What you should do => Extract all lines that hold "reflection" from the records below.

(Beginning of Material supplied)

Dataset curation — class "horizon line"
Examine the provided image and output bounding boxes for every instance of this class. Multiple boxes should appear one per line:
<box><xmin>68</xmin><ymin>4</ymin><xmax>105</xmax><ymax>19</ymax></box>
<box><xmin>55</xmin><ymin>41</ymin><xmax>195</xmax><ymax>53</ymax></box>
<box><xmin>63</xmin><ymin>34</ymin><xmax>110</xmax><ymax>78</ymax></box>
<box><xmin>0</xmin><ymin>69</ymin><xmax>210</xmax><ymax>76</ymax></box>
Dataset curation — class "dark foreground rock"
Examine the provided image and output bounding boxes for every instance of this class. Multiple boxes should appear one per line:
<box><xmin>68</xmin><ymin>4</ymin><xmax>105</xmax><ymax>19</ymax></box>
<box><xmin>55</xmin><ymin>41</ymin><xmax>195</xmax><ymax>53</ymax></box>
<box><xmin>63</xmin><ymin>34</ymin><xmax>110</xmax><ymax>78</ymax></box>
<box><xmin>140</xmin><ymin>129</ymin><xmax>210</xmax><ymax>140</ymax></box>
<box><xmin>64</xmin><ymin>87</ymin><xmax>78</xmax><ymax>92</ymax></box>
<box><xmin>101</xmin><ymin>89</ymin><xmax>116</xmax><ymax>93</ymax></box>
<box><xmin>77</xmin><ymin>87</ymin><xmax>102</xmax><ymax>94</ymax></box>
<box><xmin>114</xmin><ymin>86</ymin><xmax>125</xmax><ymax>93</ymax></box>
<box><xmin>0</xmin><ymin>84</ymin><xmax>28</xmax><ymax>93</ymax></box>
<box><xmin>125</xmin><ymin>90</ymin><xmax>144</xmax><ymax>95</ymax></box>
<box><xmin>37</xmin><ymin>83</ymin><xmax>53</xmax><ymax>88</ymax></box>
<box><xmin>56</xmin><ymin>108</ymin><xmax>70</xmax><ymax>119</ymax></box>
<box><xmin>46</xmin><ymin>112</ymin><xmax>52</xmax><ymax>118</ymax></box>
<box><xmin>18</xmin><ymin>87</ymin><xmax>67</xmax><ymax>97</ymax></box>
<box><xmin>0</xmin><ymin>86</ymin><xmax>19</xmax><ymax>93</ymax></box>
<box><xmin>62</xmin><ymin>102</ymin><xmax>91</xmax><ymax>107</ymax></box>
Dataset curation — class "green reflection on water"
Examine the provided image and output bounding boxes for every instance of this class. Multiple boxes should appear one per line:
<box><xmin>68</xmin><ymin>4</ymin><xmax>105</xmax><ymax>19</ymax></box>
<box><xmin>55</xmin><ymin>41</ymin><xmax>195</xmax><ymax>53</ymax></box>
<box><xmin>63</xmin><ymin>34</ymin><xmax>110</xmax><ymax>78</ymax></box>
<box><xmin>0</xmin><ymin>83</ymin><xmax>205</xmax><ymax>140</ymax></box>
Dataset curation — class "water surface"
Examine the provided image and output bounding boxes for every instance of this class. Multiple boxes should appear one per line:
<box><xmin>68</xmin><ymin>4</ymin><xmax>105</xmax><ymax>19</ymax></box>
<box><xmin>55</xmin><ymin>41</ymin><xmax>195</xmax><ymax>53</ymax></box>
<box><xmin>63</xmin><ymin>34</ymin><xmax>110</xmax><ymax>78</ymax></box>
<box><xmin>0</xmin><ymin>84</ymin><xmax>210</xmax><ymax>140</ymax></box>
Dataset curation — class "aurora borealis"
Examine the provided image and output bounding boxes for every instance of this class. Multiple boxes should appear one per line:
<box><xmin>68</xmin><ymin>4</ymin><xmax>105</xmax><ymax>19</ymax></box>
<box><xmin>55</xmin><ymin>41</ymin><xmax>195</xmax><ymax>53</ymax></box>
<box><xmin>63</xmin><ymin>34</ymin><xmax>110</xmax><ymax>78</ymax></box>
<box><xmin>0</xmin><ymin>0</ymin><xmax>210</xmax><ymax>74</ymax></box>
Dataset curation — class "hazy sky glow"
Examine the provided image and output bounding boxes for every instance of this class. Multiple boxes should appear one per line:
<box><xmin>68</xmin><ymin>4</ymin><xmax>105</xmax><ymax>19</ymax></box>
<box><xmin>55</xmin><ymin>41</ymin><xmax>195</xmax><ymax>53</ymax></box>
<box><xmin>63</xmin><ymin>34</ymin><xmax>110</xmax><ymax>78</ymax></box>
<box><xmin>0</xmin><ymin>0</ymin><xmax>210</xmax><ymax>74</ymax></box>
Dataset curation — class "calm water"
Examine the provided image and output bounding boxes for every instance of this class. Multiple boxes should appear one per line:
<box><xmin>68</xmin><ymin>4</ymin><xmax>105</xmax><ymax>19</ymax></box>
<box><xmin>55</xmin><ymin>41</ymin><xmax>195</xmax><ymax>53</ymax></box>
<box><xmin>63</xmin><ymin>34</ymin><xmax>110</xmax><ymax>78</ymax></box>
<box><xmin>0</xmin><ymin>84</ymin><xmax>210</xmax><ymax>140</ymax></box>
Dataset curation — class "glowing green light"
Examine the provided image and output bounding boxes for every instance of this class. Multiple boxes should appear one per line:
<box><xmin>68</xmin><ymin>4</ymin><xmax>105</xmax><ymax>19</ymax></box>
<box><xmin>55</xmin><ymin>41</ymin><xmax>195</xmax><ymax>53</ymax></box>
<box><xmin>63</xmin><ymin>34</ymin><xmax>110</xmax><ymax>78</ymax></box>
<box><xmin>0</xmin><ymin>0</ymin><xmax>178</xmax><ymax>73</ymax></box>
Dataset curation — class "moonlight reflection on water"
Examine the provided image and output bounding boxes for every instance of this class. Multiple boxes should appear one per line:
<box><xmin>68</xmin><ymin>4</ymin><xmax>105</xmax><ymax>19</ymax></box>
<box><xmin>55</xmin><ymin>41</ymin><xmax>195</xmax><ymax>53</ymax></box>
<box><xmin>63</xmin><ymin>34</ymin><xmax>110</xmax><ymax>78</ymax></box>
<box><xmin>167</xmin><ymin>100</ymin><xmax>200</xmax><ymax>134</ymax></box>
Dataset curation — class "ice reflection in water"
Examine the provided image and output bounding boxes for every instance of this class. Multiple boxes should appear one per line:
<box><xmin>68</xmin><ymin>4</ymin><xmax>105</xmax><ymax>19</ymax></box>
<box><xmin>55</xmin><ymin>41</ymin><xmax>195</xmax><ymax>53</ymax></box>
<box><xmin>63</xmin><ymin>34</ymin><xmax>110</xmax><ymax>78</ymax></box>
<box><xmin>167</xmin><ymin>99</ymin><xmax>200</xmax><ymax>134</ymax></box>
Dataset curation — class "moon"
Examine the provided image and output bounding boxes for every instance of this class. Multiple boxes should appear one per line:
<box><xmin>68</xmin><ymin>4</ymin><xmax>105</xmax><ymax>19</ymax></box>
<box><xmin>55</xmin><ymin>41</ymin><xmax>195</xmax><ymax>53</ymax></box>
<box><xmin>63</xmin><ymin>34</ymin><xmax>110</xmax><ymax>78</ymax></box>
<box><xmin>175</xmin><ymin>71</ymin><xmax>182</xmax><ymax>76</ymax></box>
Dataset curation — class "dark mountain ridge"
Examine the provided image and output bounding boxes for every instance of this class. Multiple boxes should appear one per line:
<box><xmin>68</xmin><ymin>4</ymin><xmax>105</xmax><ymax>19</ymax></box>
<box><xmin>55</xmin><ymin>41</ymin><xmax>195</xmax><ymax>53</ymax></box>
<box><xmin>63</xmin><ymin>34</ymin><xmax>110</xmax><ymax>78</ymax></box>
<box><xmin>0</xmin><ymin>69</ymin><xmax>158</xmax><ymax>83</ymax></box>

(End of Material supplied)

Written response =>
Dataset curation — class "green reflection on water"
Dataset curation — class "moonlight reflection on water"
Dataset curation — class "ice reflection in water"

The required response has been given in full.